## Begin Given passage
Neighbourfood Market table

With long communal tables, grandma’s living room furniture and homey flower arrangements, the Neighbourfood Market has a warm and friendly community atmosphere. The setting is extremely baby- and child-friendly; seeing young families with babies just like us, Marlon and I felt reassured that moving here was the right decision.

Neighbourfood Market communal table

Neighbourfood Market vintage chairs

Neighbourfood Market Vedett deck chairs

The shared seating makes it easy to start a conversation, so we got to meet people who live in our neighborhood. And that’s really nice. Admittedly, growing up in Manila has made me me suspicious of most strangers, so I’m never the one starting a conversation—but once people talk to me I’m too polite to say no. Then if I decide the person talking to me is totally un-creepy, I’m happy to open up. I don’t bite, promise!

Casual eats in Amsterdam tend to be all the same (read: sandwiches), so I always jump at the chance to have something different. And variety is something that the Neighbourfood Market has for sure. It was tempting to run around trying to eat everything, but I had to remind myself that I live here and that I can try something different every month.
## End Given passage
## Task details:
Transcribe the part of the Neighbourfood Market passage starting at "The shared seating" and ending at "different every month.".
## Begin Dataset
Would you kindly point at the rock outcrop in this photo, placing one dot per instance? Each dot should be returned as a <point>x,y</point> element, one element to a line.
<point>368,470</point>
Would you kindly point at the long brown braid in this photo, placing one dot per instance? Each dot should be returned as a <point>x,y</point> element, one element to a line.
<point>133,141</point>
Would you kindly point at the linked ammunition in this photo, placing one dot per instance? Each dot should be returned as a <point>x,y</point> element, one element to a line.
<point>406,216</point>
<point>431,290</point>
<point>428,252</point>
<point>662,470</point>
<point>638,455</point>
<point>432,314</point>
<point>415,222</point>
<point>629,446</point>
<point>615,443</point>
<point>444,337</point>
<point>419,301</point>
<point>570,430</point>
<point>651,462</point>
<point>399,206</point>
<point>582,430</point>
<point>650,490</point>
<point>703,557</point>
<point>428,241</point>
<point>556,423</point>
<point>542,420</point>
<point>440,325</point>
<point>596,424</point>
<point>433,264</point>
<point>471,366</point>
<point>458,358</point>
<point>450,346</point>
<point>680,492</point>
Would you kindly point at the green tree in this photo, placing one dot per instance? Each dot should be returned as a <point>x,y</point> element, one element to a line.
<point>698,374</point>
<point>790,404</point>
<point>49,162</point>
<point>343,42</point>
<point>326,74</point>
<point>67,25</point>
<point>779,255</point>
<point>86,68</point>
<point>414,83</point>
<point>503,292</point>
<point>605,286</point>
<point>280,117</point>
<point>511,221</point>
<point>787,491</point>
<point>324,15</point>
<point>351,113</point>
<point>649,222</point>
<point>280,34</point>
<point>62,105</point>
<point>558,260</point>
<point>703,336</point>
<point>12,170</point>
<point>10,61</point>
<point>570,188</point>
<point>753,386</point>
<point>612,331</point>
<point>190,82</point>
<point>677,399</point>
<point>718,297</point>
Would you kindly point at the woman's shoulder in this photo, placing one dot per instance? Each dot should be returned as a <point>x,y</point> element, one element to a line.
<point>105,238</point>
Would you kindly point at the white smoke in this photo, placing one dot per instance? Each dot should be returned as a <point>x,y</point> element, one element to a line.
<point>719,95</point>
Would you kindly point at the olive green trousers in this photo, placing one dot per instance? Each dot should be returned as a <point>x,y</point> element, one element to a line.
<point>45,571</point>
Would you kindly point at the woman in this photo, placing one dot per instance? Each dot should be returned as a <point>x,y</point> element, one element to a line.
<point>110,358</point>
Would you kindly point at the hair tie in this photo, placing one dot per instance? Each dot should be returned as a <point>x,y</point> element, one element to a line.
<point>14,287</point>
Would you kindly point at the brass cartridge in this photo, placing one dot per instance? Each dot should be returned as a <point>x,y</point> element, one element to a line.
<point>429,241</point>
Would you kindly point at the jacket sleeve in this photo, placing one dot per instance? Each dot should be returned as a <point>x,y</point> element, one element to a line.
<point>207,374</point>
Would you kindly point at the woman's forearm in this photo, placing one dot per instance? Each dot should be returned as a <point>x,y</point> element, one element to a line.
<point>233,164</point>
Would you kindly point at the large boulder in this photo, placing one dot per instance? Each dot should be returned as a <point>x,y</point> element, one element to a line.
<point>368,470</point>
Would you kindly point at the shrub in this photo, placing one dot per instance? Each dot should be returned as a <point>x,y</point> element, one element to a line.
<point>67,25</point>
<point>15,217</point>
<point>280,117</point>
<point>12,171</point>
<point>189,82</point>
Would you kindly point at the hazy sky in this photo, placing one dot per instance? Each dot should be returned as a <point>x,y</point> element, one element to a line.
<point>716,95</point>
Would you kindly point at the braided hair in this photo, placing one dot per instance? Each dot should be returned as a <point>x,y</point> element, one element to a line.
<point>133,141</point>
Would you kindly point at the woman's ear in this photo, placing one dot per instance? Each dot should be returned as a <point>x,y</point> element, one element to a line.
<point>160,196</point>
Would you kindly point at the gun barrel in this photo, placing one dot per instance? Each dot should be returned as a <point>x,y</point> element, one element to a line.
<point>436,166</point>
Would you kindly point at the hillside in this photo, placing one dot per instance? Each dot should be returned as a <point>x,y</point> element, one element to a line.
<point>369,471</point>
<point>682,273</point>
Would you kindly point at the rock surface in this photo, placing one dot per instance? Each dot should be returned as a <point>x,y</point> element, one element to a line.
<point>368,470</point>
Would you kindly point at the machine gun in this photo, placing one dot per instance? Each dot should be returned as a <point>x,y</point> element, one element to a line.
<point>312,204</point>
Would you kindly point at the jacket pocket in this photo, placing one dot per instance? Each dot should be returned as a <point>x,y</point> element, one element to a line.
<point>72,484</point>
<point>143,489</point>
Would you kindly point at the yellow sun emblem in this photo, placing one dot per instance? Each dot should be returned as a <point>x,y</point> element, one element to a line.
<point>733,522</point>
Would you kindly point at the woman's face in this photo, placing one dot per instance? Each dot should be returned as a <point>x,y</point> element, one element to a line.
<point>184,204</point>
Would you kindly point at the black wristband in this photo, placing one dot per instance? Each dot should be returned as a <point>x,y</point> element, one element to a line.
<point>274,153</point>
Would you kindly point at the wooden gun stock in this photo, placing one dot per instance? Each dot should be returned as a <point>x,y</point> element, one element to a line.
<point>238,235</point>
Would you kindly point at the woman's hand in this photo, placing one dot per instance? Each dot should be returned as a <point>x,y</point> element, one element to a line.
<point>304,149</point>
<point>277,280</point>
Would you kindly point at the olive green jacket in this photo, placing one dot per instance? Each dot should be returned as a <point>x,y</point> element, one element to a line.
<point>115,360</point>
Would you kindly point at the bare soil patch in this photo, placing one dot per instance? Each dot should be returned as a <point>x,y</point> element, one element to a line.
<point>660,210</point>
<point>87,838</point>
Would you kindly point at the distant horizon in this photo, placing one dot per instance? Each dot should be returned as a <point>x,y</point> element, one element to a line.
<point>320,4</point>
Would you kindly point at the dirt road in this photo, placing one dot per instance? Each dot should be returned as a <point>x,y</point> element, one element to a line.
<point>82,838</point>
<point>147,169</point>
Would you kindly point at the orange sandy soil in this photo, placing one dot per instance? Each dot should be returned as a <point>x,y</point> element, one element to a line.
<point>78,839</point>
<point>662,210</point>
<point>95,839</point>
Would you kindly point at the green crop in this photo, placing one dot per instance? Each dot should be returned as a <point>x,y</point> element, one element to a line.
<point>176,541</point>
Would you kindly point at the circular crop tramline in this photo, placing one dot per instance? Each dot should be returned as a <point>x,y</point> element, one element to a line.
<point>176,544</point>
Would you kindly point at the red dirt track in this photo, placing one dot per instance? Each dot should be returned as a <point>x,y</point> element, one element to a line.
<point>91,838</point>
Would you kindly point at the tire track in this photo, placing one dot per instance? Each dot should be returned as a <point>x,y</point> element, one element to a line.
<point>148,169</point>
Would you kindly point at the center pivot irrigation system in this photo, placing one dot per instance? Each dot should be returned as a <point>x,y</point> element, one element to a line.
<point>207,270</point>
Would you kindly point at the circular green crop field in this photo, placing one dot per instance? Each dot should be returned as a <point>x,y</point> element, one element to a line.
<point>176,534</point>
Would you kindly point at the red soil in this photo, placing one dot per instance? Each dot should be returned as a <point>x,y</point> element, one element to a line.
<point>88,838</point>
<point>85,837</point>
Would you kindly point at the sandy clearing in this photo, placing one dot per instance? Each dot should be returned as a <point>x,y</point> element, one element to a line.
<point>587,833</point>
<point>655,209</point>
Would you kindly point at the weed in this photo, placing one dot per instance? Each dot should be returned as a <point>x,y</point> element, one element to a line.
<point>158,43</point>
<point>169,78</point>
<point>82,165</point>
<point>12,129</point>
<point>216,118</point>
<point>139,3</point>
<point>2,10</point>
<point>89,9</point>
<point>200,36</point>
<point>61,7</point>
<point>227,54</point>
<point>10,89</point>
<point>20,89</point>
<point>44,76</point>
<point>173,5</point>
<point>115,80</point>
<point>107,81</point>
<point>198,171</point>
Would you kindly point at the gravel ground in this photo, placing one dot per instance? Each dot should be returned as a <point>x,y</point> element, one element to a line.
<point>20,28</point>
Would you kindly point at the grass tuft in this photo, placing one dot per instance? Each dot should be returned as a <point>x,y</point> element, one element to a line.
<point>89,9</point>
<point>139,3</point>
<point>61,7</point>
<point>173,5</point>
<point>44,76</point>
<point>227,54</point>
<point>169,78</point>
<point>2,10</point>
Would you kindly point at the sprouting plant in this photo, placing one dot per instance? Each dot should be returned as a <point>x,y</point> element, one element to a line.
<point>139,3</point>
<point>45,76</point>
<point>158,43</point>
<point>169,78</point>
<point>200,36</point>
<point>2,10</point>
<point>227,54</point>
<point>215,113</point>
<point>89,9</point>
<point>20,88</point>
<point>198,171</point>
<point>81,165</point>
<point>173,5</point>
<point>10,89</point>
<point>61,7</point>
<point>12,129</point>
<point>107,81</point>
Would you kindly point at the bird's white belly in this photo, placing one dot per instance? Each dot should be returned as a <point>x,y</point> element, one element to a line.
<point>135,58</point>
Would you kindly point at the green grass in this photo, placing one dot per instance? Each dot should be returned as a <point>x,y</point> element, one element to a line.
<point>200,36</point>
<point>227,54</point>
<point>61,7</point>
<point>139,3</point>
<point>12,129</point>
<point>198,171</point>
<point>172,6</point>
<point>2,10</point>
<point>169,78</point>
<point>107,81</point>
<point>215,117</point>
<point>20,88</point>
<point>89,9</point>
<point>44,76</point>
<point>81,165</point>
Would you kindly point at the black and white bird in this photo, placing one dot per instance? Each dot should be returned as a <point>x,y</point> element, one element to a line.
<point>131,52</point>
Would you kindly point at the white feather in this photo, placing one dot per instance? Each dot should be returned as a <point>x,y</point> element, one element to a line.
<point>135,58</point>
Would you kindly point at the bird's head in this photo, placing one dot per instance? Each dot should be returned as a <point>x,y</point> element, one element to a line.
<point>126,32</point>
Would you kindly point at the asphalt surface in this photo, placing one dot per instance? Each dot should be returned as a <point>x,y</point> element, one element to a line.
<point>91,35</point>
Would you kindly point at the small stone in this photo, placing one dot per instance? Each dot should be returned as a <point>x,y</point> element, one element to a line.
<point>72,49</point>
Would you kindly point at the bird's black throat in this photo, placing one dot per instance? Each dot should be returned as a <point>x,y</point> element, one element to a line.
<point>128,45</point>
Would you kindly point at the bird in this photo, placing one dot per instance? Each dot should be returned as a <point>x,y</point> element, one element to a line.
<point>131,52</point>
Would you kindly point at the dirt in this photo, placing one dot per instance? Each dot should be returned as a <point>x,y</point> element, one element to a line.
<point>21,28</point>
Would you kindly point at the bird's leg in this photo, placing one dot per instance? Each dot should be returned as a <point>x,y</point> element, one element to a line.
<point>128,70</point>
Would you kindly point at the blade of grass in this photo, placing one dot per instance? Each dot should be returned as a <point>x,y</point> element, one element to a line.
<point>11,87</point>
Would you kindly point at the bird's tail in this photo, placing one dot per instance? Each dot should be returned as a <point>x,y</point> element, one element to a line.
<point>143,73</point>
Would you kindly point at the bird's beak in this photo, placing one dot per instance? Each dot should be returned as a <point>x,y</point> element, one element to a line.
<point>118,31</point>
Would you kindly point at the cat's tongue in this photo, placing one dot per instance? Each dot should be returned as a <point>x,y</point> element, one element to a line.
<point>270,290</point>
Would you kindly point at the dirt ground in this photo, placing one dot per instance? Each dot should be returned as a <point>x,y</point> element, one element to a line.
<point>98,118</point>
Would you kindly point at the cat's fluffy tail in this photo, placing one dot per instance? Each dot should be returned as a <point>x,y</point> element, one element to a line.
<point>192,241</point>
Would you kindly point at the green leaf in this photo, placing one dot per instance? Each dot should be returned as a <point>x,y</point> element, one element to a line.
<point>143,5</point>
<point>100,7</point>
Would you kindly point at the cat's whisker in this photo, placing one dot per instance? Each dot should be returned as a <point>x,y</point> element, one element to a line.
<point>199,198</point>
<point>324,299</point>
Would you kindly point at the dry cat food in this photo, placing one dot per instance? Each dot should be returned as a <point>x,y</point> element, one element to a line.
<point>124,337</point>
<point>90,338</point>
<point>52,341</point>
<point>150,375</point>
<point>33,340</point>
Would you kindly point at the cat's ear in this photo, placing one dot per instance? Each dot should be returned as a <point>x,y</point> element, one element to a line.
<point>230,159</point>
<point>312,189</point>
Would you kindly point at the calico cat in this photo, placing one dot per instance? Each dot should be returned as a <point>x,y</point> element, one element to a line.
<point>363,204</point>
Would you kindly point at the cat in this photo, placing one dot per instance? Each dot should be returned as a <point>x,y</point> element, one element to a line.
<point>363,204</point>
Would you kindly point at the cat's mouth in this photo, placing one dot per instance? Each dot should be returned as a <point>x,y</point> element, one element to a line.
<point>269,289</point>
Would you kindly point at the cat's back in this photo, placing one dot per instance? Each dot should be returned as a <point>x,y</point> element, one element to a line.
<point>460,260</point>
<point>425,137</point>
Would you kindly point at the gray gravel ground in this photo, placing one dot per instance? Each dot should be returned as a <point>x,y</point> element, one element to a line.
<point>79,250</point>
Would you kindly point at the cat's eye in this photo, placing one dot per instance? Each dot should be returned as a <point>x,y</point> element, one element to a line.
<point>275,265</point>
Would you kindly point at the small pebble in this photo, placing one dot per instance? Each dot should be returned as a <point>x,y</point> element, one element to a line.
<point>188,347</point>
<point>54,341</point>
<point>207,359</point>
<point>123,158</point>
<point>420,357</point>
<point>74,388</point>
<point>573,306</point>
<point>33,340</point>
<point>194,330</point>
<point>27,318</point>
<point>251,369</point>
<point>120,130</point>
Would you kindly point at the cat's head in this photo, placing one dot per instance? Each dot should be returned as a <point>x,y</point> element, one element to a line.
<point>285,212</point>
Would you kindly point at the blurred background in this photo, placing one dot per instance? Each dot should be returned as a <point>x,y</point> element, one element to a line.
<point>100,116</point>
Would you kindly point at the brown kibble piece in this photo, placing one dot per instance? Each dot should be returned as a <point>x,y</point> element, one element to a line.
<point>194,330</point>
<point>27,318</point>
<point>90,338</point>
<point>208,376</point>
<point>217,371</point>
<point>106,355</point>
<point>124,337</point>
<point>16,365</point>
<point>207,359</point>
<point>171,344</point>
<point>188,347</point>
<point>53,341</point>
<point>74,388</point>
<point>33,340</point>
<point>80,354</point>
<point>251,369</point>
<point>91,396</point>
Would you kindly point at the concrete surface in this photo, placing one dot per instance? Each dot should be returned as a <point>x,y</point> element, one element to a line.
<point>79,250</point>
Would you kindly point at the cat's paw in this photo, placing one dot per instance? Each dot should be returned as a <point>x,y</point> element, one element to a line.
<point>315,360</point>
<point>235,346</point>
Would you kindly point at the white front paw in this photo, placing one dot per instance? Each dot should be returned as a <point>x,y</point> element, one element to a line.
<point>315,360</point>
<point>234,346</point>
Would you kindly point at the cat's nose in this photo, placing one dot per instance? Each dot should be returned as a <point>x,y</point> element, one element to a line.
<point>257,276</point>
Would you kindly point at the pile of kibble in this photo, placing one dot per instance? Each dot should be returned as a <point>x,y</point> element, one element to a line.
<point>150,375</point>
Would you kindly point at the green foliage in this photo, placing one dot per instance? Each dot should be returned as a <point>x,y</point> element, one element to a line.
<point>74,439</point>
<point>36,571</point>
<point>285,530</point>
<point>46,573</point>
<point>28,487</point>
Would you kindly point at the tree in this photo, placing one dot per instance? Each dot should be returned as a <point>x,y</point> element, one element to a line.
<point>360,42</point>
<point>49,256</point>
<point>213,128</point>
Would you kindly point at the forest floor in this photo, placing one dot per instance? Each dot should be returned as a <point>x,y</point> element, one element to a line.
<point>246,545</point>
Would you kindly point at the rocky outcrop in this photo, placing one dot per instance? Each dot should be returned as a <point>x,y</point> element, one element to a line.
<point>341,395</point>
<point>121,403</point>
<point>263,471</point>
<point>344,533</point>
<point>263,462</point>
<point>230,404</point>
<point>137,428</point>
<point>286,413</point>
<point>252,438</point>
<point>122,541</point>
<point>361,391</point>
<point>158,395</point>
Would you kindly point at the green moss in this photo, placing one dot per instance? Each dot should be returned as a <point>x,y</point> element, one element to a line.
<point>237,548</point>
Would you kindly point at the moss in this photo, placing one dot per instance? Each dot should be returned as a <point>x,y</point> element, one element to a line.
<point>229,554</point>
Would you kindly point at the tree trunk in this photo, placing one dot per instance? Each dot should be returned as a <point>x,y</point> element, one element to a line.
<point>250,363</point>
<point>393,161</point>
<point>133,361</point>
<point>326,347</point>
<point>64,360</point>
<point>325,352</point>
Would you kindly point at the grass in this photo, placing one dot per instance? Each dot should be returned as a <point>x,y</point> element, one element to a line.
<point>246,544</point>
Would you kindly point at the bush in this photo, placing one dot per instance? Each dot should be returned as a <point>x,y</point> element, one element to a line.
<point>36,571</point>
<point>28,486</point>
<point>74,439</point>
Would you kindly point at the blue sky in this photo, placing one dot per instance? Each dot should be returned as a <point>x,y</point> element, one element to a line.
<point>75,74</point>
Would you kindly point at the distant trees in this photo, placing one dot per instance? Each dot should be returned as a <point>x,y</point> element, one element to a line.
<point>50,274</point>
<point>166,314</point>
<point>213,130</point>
## End Dataset
## Reply to the task:
The shared seating makes it easy to start a conversation, so we got to meet people who live in our neighborhood. And that’s really nice. Admittedly, growing up in Manila has made me me suspicious of most strangers, so I’m never the one starting a conversation—but once people talk to me I’m too polite to say no. Then if I decide the person talking to me is totally un-creepy, I’m happy to open up. I don’t bite, promise!

Casual eats in Amsterdam tend to be all the same (read: sandwiches), so I always jump at the chance to have something different. And variety is something that the Neighbourfood Market has for sure. It was tempting to run around trying to eat everything, but I had to remind myself that I live here and that I can try something different every month.